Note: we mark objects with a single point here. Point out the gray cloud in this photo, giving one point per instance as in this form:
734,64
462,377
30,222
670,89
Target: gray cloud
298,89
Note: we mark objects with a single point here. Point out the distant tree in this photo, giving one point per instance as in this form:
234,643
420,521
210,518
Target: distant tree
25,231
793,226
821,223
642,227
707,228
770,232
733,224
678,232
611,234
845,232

* * *

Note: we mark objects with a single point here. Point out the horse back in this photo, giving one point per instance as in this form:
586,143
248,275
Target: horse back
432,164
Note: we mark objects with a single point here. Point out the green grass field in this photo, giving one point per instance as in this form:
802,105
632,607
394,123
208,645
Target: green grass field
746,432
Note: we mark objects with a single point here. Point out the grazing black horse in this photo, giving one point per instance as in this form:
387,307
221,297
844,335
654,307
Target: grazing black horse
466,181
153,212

...

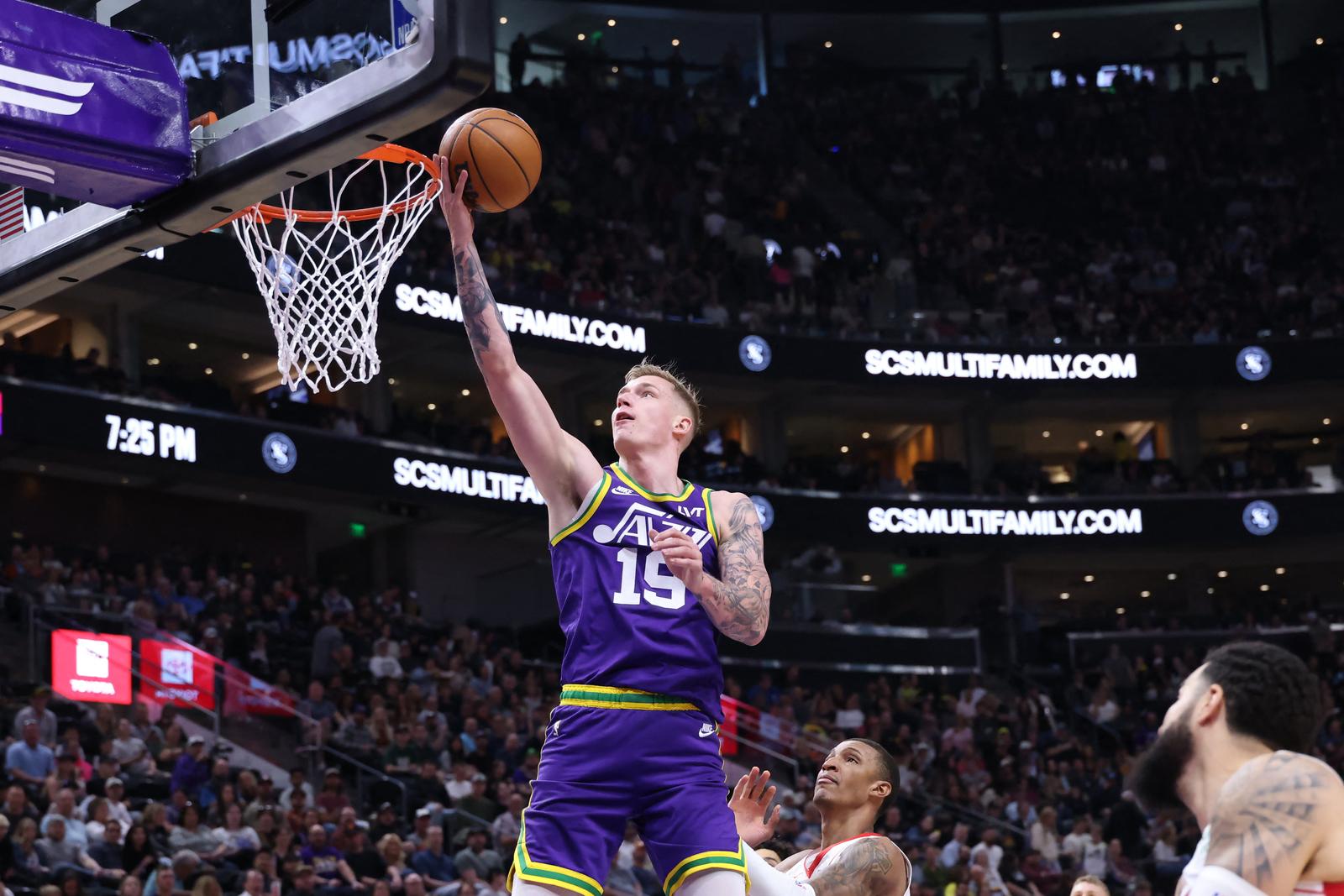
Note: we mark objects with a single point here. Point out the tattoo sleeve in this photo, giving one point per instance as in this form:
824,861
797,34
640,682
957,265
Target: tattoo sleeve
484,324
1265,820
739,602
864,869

__What the exercise asks__:
From the rows above, pick out every line that contains the string "Target". Copy each one in full, and treat uppercase and lowercase as different.

__Result of this task__:
Target: gray cloud
Target: distant tree
Target: horse back
Target: green grass field
Target: grazing black horse
Target: tattoo sleeve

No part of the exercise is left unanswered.